[[ SOURCE DOCUMENT, beginning ]]
Fentanyl crisis: TASC expects more patients this year than before

Mike Wolanin | The Republic Signs advising patients what to do if they have symptoms connected to COVID-19 are displayed on the door to the Columbus Regional Health Treatment and Support Center in Columbus, Ind., Wednesday, June 9, 2021.

A drug treatment center operated by Columbus Regional Health is seeing an increase in new patients seeking help with substance abuse disorders, largely driven by what officials described as a “fentanyl crisis” and a very worrisome rise in alcohol abuse.

The rise in demand for treatment comes as the decades-long addiction and overdose crisis that has gripped Bartholomew County turns even deadlier, with synthetic opioids including fentanyl “killing people in our community in numbers that are greater than we’ve ever seen before,” officials said.

So far this year, CRH’s Treatment and Support Center, or TASC, 2630 22nd St., has seen 228 patients who had never sought treatment there before, putting the facility on pace for about 406 new patients this year and narrowly surpassing last year’s mark of 404 new patients, according to figures provided by TASC.

TASC, which opened its doors in July 2019, provides a range of outpatient treatments for substance use disorders, including medication-assisted treatment in certain cases.
[[ SOURCE DOCUMENT, end ]]
[[ DATASET EXCERPTS, beginning ]]
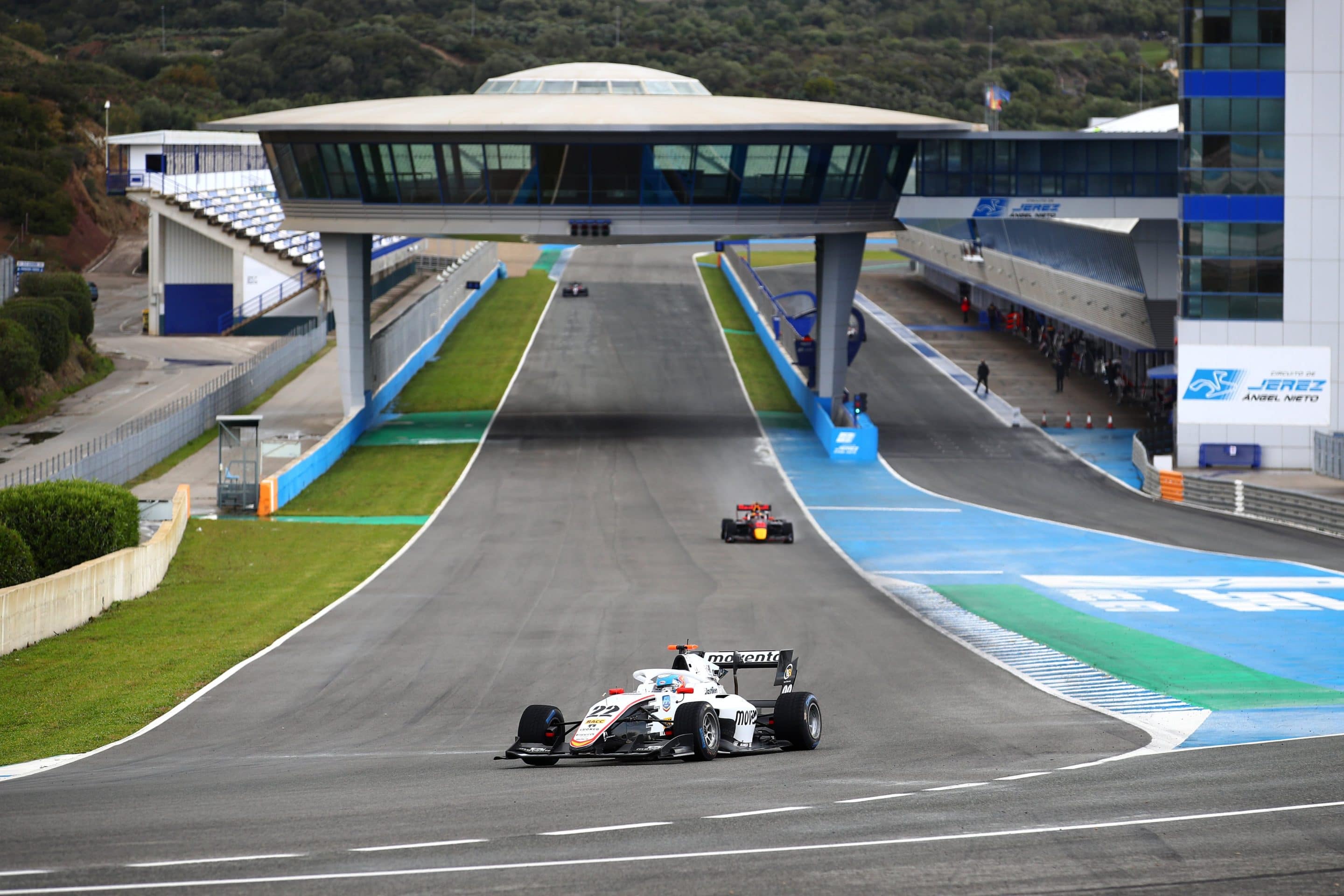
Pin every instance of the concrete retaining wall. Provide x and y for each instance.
(845, 444)
(63, 601)
(284, 487)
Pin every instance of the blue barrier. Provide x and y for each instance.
(843, 444)
(291, 481)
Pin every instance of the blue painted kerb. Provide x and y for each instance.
(297, 477)
(843, 444)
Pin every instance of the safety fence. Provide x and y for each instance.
(1239, 497)
(1328, 455)
(139, 444)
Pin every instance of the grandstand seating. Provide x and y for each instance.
(254, 214)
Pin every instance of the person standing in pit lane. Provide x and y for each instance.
(981, 378)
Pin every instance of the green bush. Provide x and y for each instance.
(54, 284)
(81, 314)
(69, 522)
(15, 559)
(48, 324)
(19, 364)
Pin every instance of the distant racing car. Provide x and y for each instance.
(680, 713)
(753, 523)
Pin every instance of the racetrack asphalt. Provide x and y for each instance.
(581, 542)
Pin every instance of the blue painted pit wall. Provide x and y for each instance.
(843, 444)
(196, 308)
(295, 479)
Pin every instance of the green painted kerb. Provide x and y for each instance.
(355, 520)
(1141, 658)
(431, 427)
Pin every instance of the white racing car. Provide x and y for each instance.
(682, 713)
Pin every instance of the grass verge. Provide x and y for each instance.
(209, 436)
(231, 590)
(238, 585)
(1141, 658)
(773, 259)
(482, 354)
(385, 480)
(765, 387)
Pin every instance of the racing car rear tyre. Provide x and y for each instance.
(702, 722)
(798, 719)
(537, 723)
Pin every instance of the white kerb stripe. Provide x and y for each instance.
(595, 831)
(938, 573)
(868, 800)
(436, 843)
(889, 510)
(216, 859)
(667, 857)
(758, 812)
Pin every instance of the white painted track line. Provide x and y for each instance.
(595, 831)
(670, 857)
(436, 843)
(214, 859)
(758, 812)
(868, 800)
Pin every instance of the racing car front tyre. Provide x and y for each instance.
(702, 723)
(798, 719)
(542, 724)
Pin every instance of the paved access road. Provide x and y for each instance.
(582, 540)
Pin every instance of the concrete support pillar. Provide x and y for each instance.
(839, 260)
(347, 277)
(156, 271)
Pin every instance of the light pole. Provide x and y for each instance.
(106, 132)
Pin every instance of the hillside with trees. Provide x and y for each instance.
(1064, 61)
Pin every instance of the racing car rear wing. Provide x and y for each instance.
(785, 667)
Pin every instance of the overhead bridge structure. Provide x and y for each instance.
(609, 154)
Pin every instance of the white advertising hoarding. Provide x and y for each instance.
(1254, 385)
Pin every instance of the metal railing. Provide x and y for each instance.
(141, 442)
(263, 301)
(398, 340)
(1242, 499)
(1328, 455)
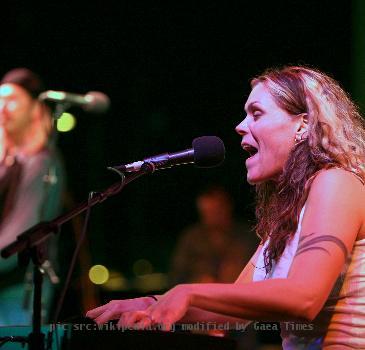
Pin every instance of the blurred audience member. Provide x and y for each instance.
(216, 247)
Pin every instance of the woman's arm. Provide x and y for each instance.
(332, 221)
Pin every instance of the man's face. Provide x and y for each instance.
(16, 107)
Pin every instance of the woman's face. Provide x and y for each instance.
(268, 134)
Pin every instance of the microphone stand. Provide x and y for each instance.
(28, 246)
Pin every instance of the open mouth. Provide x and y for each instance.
(250, 149)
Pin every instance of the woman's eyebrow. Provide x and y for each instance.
(250, 105)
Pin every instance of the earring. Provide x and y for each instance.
(299, 138)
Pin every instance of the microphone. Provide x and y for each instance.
(207, 152)
(93, 101)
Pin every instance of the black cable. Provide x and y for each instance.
(73, 263)
(68, 278)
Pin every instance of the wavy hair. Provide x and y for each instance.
(335, 138)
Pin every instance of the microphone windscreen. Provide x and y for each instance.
(209, 151)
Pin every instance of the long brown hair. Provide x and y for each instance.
(335, 138)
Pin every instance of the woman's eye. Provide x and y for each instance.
(256, 113)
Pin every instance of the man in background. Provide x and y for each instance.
(31, 186)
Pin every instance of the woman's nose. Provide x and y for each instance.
(242, 128)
[[ DATASET EXCERPTS, end ]]
> _BRIEF_
Reproduce the passage of the fentanyl article that runs from "A drug treatment" down to "in alcohol abuse.", keeping every word as it stands.

> _RESPONSE AREA_
A drug treatment center operated by Columbus Regional Health is seeing an increase in new patients seeking help with substance abuse disorders, largely driven by what officials described as a “fentanyl crisis” and a very worrisome rise in alcohol abuse.